■ The request: Reproduce all of the records below line for line, leaving out the pictures.

★ ★ ★

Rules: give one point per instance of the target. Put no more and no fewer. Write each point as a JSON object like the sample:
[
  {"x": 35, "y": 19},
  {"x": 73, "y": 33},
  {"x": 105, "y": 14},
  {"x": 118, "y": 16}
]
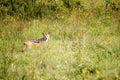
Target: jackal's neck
[{"x": 44, "y": 39}]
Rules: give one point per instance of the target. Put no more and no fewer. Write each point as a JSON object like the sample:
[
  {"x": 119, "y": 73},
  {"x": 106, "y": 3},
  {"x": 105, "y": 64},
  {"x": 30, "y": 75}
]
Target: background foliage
[{"x": 84, "y": 41}]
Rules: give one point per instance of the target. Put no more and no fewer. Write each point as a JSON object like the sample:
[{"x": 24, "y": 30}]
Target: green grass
[{"x": 78, "y": 49}]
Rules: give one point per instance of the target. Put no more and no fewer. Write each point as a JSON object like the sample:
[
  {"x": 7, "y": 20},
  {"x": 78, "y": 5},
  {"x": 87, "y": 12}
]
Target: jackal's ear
[
  {"x": 43, "y": 33},
  {"x": 48, "y": 32}
]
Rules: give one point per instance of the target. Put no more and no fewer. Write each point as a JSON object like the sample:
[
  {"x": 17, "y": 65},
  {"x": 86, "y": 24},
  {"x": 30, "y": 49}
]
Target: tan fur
[{"x": 29, "y": 43}]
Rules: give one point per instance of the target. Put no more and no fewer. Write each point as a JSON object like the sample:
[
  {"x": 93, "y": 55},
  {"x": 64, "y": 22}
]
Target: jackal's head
[{"x": 46, "y": 36}]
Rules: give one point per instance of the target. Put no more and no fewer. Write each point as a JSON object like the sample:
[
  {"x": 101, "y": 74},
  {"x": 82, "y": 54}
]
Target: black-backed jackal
[{"x": 36, "y": 42}]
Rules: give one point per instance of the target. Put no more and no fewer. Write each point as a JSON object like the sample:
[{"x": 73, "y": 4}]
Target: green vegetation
[{"x": 84, "y": 42}]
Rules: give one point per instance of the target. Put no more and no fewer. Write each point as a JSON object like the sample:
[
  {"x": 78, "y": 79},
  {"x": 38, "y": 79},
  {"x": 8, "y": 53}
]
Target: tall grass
[
  {"x": 77, "y": 49},
  {"x": 83, "y": 46}
]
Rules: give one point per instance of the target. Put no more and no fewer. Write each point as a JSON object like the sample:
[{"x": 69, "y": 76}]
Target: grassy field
[
  {"x": 83, "y": 47},
  {"x": 78, "y": 49}
]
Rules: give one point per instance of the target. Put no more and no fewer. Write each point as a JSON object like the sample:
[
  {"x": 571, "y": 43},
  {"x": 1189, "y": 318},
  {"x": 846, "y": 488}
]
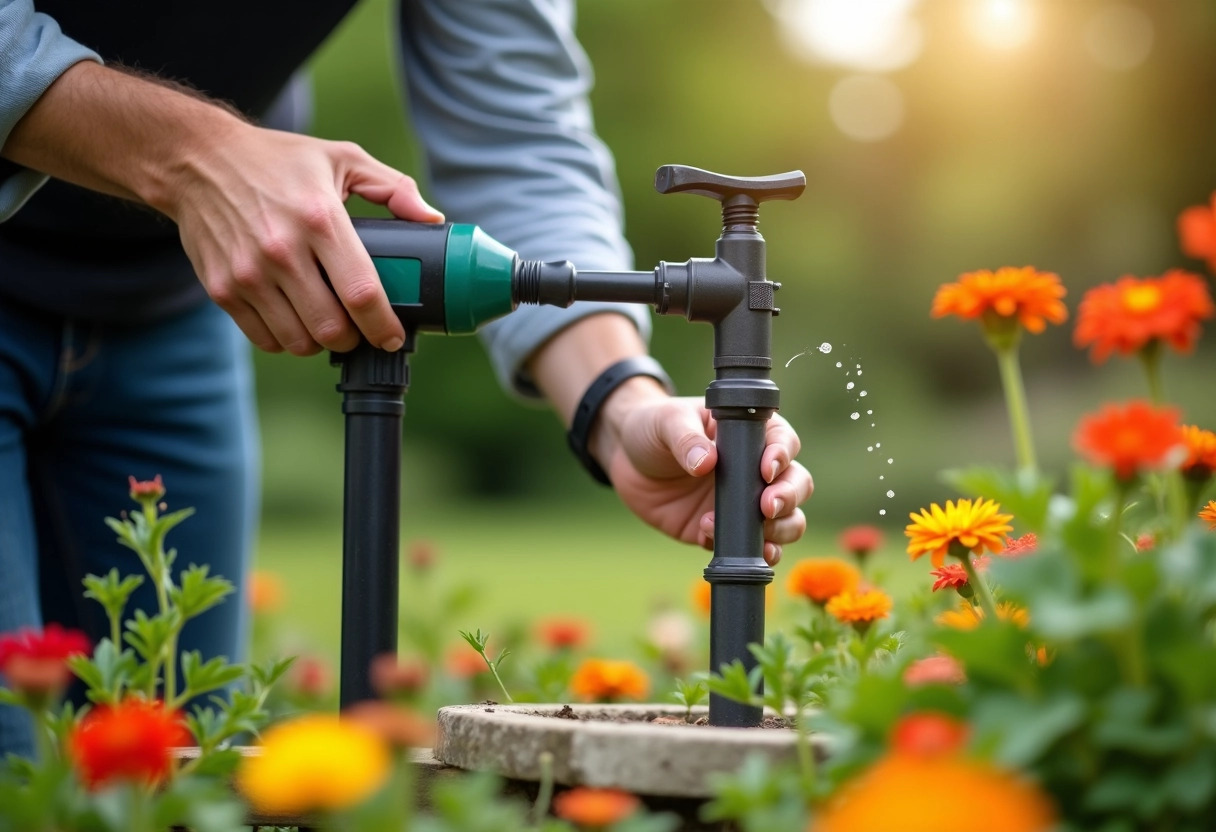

★ ★ ★

■ Solution:
Rules: give one point per instance of the target. Put no more and no fewer. Write each point as a JSON object like the sample:
[
  {"x": 35, "y": 19},
  {"x": 73, "y": 33},
  {"x": 105, "y": 14},
  {"x": 118, "y": 16}
]
Target: jackal's neck
[{"x": 44, "y": 39}]
Rules: give one point per instance of the target. Put no more and no fewer. Write each point as a JSON object like the sample:
[
  {"x": 119, "y": 73},
  {"x": 106, "y": 3},
  {"x": 105, "y": 64},
  {"x": 30, "y": 75}
]
Target: background foliage
[{"x": 84, "y": 41}]
Rules: give one point per instance of the target. Put no more and no fewer. Write each point as a JSON object like the sample:
[{"x": 24, "y": 30}]
Target: green grass
[{"x": 78, "y": 49}]
Rules: give one point per instance of the target. Put no more and no fewer. Write each point as a JSON object like the sample:
[
  {"x": 7, "y": 20},
  {"x": 78, "y": 5},
  {"x": 87, "y": 12}
]
Target: jackal's ear
[
  {"x": 43, "y": 33},
  {"x": 48, "y": 32}
]
Rules: give one point per instance of the target. Put no more and no fewer. Write each point as a JSON object like the sample:
[
  {"x": 17, "y": 65},
  {"x": 86, "y": 24},
  {"x": 30, "y": 49}
]
Target: tan fur
[{"x": 29, "y": 43}]
Rules: give one point per instance of the target. Put no more and no fewer. Write each point as a JSON object like the sample:
[
  {"x": 93, "y": 55},
  {"x": 64, "y": 22}
]
Target: jackal's head
[{"x": 46, "y": 36}]
Rules: give one point per instance of the target. Put no more and no fewer. Write each point as a JSON object like the sample:
[
  {"x": 101, "y": 74},
  {"x": 82, "y": 54}
]
Target: black-backed jackal
[{"x": 36, "y": 42}]
Rules: give one point per instance of the target. Put no more and no fewer. Write each point as a JSON object like the sample:
[{"x": 73, "y": 4}]
Target: green vegetation
[{"x": 84, "y": 42}]
Rules: give one point per instance of the target. Put no more and no fewer. Write each point as a JSON object like the sample:
[
  {"x": 78, "y": 79},
  {"x": 38, "y": 79},
  {"x": 8, "y": 53}
]
Target: tall grass
[
  {"x": 77, "y": 49},
  {"x": 83, "y": 46}
]
Rules: give one point per instance of the target. Put no more and no fewer. Write each point as a JSON object like the sample:
[{"x": 69, "y": 76}]
Target: grassy field
[
  {"x": 83, "y": 47},
  {"x": 78, "y": 49}
]
Rules: give one point per instance of the target. Put no more and no fewer. Write each point as a JSON object like the sample:
[
  {"x": 571, "y": 43},
  {"x": 1189, "y": 318},
  {"x": 846, "y": 488}
]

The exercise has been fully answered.